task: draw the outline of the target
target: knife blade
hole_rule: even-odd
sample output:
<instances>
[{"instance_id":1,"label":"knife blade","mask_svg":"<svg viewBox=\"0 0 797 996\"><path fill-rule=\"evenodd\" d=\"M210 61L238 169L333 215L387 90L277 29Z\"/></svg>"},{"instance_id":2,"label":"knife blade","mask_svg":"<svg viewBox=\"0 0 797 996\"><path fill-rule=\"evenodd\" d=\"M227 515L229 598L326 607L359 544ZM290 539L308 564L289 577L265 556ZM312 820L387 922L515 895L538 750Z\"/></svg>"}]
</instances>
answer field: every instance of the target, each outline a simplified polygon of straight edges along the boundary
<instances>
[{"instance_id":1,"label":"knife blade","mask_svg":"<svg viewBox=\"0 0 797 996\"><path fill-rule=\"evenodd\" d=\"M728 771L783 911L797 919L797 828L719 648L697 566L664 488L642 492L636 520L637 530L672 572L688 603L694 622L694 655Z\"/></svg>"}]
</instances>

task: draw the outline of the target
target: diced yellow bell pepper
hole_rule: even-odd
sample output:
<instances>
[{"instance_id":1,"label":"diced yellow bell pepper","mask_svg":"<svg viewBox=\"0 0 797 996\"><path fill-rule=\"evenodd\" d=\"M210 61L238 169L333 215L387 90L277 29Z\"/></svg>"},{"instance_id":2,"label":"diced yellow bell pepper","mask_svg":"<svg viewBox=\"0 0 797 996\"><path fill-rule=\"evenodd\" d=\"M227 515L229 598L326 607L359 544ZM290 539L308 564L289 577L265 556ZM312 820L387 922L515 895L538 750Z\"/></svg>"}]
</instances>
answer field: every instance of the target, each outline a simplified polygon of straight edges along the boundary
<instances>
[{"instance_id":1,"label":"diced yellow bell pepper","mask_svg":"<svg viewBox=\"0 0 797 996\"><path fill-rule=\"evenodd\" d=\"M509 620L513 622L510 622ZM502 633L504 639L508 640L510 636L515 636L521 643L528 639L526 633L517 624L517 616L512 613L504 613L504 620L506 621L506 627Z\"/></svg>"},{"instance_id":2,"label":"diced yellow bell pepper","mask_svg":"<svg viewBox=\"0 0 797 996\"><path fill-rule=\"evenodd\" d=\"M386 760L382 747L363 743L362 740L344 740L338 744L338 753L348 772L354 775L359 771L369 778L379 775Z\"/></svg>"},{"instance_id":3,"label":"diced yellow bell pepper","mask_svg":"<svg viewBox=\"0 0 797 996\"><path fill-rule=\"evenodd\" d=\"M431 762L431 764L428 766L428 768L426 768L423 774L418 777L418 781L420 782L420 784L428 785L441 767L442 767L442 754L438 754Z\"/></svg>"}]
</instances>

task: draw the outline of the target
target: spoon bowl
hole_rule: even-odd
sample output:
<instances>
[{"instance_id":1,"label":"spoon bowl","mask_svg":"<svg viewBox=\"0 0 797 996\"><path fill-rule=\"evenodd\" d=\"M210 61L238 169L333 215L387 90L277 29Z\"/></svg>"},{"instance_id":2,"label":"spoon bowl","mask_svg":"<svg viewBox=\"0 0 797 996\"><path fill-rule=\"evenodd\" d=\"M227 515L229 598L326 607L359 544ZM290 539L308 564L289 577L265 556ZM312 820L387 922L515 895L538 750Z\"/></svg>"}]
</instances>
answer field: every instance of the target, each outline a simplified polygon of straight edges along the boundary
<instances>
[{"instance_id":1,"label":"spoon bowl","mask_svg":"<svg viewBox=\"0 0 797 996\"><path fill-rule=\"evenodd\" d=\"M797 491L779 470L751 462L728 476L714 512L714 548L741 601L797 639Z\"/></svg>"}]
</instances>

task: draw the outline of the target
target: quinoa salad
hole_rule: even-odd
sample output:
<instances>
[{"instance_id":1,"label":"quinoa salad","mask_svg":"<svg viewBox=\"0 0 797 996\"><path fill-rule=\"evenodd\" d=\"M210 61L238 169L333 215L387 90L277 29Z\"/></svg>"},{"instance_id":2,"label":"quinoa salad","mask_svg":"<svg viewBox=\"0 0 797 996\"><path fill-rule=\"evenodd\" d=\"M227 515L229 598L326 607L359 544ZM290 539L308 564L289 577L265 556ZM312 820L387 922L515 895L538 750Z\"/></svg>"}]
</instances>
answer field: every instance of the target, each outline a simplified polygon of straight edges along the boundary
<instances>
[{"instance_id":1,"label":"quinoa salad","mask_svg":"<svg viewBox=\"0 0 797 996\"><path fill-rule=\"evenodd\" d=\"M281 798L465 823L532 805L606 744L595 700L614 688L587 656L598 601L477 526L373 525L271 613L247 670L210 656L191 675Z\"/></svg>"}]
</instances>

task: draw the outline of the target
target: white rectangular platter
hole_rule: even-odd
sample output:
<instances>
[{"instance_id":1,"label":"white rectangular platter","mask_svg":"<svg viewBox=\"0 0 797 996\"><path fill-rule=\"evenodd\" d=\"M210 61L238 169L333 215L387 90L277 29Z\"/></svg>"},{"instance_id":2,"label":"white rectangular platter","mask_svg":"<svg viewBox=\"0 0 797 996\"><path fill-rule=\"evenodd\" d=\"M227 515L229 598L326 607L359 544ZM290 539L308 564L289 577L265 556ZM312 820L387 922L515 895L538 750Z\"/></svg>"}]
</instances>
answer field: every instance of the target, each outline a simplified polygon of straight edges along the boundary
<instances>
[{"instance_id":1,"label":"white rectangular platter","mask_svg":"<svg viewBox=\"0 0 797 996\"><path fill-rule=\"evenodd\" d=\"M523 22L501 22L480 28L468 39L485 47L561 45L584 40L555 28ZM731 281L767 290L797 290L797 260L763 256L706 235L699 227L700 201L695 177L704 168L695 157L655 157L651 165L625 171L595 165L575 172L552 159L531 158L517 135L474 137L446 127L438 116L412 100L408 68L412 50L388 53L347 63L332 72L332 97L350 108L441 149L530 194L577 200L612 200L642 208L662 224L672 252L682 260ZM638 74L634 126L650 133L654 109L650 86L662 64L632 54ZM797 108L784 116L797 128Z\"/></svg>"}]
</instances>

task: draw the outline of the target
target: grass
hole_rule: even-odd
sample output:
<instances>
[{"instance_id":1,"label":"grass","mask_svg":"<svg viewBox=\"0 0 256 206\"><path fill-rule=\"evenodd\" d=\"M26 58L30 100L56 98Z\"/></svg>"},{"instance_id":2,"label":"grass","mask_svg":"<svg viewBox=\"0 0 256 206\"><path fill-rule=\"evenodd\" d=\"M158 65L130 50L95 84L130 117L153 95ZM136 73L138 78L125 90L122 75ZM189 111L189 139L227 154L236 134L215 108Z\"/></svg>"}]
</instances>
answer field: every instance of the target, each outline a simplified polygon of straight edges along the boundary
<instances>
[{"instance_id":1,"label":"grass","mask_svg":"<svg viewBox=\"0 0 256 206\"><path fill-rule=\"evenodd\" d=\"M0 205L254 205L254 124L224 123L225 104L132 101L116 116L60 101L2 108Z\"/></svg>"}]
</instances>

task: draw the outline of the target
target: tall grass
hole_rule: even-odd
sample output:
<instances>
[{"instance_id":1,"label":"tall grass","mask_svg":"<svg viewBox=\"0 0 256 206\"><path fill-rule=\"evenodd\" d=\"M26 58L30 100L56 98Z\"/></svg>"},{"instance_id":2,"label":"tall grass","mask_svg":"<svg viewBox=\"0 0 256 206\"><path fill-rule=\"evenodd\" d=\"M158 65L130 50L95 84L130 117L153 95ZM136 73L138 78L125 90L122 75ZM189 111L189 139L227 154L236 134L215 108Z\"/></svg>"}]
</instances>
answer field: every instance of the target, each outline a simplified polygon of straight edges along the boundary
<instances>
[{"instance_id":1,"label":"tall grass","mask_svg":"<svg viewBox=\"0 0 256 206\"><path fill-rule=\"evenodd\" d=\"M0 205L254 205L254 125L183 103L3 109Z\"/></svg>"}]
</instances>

======

EXERCISE OBJECTIVE:
Find every line in the entries above that contains the word "spoon", matching case exactly, and copy each of those lines in full.

FINISHED TASK:
target: spoon bowl
[{"instance_id":1,"label":"spoon bowl","mask_svg":"<svg viewBox=\"0 0 797 996\"><path fill-rule=\"evenodd\" d=\"M210 61L238 169L333 215L387 90L277 29Z\"/></svg>"},{"instance_id":2,"label":"spoon bowl","mask_svg":"<svg viewBox=\"0 0 797 996\"><path fill-rule=\"evenodd\" d=\"M227 515L229 598L326 607L359 544ZM290 539L308 564L289 577L265 556ZM312 820L387 922L515 895L538 750Z\"/></svg>"}]
[{"instance_id":1,"label":"spoon bowl","mask_svg":"<svg viewBox=\"0 0 797 996\"><path fill-rule=\"evenodd\" d=\"M797 491L779 470L751 462L728 476L714 512L714 548L741 601L797 639Z\"/></svg>"}]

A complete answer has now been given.